--- begin Supplied data ---

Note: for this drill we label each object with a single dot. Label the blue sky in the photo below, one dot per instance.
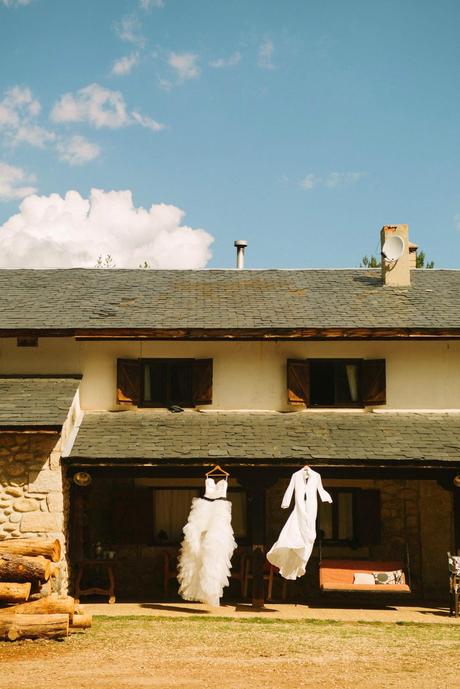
(300, 126)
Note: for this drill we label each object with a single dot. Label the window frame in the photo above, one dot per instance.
(335, 540)
(359, 404)
(187, 404)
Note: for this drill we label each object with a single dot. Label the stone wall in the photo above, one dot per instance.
(32, 490)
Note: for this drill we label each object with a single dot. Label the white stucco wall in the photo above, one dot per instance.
(248, 375)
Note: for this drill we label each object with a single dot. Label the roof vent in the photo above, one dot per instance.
(241, 245)
(395, 255)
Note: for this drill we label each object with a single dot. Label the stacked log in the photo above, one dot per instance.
(25, 563)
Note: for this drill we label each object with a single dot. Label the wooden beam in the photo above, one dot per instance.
(240, 334)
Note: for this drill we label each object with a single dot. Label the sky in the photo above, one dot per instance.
(160, 131)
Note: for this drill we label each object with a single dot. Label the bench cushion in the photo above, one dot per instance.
(338, 575)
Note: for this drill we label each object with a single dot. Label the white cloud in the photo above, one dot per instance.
(340, 179)
(77, 150)
(33, 135)
(94, 104)
(55, 232)
(16, 3)
(125, 64)
(18, 111)
(148, 4)
(332, 180)
(231, 61)
(147, 122)
(265, 54)
(12, 180)
(101, 108)
(129, 30)
(185, 65)
(309, 181)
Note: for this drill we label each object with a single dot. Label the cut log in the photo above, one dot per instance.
(81, 622)
(16, 626)
(55, 569)
(48, 605)
(20, 568)
(32, 547)
(14, 593)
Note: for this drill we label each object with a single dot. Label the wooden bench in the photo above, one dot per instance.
(337, 575)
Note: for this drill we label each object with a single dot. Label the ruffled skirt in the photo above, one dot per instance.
(204, 560)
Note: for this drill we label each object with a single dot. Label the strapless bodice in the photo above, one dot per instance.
(215, 490)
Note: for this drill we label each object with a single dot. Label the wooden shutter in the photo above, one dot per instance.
(202, 381)
(367, 517)
(298, 381)
(128, 380)
(373, 381)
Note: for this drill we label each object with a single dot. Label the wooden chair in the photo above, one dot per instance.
(269, 574)
(454, 584)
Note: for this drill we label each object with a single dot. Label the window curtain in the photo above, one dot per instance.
(147, 387)
(345, 516)
(352, 377)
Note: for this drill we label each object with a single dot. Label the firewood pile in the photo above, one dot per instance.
(28, 610)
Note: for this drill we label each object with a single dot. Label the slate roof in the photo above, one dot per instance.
(268, 437)
(35, 402)
(167, 299)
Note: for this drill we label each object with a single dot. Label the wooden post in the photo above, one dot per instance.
(256, 483)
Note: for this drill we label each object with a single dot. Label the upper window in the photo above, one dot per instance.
(336, 382)
(164, 382)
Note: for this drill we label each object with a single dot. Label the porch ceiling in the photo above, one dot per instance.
(355, 439)
(35, 402)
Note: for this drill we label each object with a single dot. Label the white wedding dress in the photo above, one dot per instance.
(204, 560)
(293, 548)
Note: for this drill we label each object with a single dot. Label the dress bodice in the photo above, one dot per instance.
(215, 490)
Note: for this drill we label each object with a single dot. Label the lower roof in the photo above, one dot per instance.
(357, 438)
(35, 402)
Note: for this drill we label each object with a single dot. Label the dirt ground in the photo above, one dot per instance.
(228, 653)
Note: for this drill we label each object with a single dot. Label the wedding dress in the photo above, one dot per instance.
(292, 550)
(204, 559)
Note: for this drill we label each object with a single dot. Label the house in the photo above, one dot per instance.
(354, 372)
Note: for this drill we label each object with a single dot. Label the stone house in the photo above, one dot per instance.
(353, 372)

--- end Supplied data ---

Exercise task:
Turn the listing above into a Markdown table with the columns Row and Line, putting each nonblank line in its own numbered row. Leave the pictures out.

Task output:
| Row | Line |
|---|---|
| 1 | Note: for this drill we label each object with a single dot. Label the blue sky in the photo below, one dot per instance. |
| 2 | (300, 126) |
| 3 | Note: for this drill we label each object with a single dot. Label the window frame in the photo above, one dot per instance. |
| 4 | (335, 540) |
| 5 | (359, 404) |
| 6 | (187, 404) |
| 7 | Note: for this drill we label each object with a single dot. Label the stone wall in the photo above, one dot per instance. |
| 8 | (32, 490) |
| 9 | Note: for this drill we label each object with a single dot. Label the white stucco wall in the photo above, one dot per instance. |
| 10 | (248, 375) |
| 11 | Note: for this drill we label each object with a single dot. Label the roof vent in the photo above, one dot per instance. |
| 12 | (241, 245) |
| 13 | (395, 255) |
| 14 | Note: for this drill we label each object with a single dot. Label the stacked log in the photo above, one dot per instance. |
| 15 | (25, 563) |
| 16 | Note: for this drill we label each object with a single dot. Label the wooden beam in the photo above, one dot per instance. |
| 17 | (240, 334) |
| 18 | Note: for this drill we label each object with a single dot. Label the sky in the photo above, one dot per instance. |
| 19 | (160, 131) |
| 20 | Note: for this drill we label each object with a single dot. Label the bench cushion in the photo above, one dot per instance. |
| 21 | (338, 575) |
| 22 | Note: for this drill we label each object with a single dot. Label the white cloud in the photo above, one dot per instance. |
| 23 | (340, 179) |
| 24 | (77, 150) |
| 25 | (33, 135) |
| 26 | (94, 104) |
| 27 | (55, 232) |
| 28 | (16, 3) |
| 29 | (125, 64) |
| 30 | (18, 111) |
| 31 | (148, 4) |
| 32 | (332, 180) |
| 33 | (231, 61) |
| 34 | (147, 122) |
| 35 | (265, 54) |
| 36 | (12, 180) |
| 37 | (101, 108) |
| 38 | (129, 30) |
| 39 | (185, 65) |
| 40 | (309, 181) |
| 41 | Note: for this drill we label each object with a single dot. Label the cut log in the photo above, one dot per instance. |
| 42 | (81, 622) |
| 43 | (16, 626) |
| 44 | (55, 569) |
| 45 | (48, 605) |
| 46 | (20, 568) |
| 47 | (32, 547) |
| 48 | (14, 593) |
| 49 | Note: for this drill we label each object with a single dot. Label the wooden bench in the photo above, one dot per instance. |
| 50 | (337, 575) |
| 51 | Note: for this drill we label each object with a single dot. Label the ruffled skirt in the photo above, one dot per instance. |
| 52 | (204, 560) |
| 53 | Note: for this drill we label each object with a single dot. Label the strapless bodice in the photo above, one dot per instance. |
| 54 | (215, 490) |
| 55 | Note: for this drill we label each object with a single dot. Label the wooden shutter in the photo above, one dot per instance. |
| 56 | (202, 381) |
| 57 | (367, 517) |
| 58 | (298, 381) |
| 59 | (128, 380) |
| 60 | (373, 381) |
| 61 | Note: for this drill we label each object with a single dot. Label the wooden chair in the photo above, one dot per instance. |
| 62 | (269, 574) |
| 63 | (454, 584) |
| 64 | Note: for this drill we label each object with a single dot. Label the window curtain in the photo above, one dot per instance. |
| 65 | (147, 387) |
| 66 | (345, 516) |
| 67 | (352, 377) |
| 68 | Note: for this drill we label each object with a single dot. Label the firewood pile in the photo above, one dot per instance. |
| 69 | (28, 610) |
| 70 | Note: for this drill we label each object with a single dot. Label the slate roof in the photo above, one dot per instance. |
| 71 | (268, 437) |
| 72 | (35, 402) |
| 73 | (167, 299) |
| 74 | Note: for this drill we label each object with a single dot. Label the wooden post in the photo above, one dot per instance. |
| 75 | (256, 483) |
| 76 | Note: for this drill we label each object with a single dot. Label the upper window in the photo above, one dot per instance. |
| 77 | (336, 382) |
| 78 | (164, 382) |
| 79 | Note: for this drill we label each object with a single dot. Label the porch ceiling in the photo above, one dot per instance. |
| 80 | (355, 439) |
| 81 | (35, 402) |
| 82 | Note: for this drill we label each object with a single dot. Label the white wedding dress in the photo above, one dot per instance. |
| 83 | (204, 560) |
| 84 | (293, 548) |
| 85 | Note: for this drill we label each object with a single dot. Label the dress bodice in the photo above, one dot per instance. |
| 86 | (215, 490) |
| 87 | Note: for this drill we label each object with a single dot. Label the lower roof in the photo above, one dot per instance. |
| 88 | (357, 438) |
| 89 | (35, 402) |
| 90 | Note: for this drill we label each object with a single dot. Label the dirt ground in the photo above, one dot per instance. |
| 91 | (228, 653) |
| 92 | Note: for this drill we label each object with a single dot. Label the wedding dress in the photo above, one dot per instance. |
| 93 | (292, 550) |
| 94 | (204, 559) |
| 95 | Note: for this drill we label each object with a single dot. Label the house in the photo above, one dot per instance. |
| 96 | (354, 372) |
| 97 | Note: for this drill we label each object with a single dot. Label the stone house in the photo above, one dot per instance. |
| 98 | (353, 372) |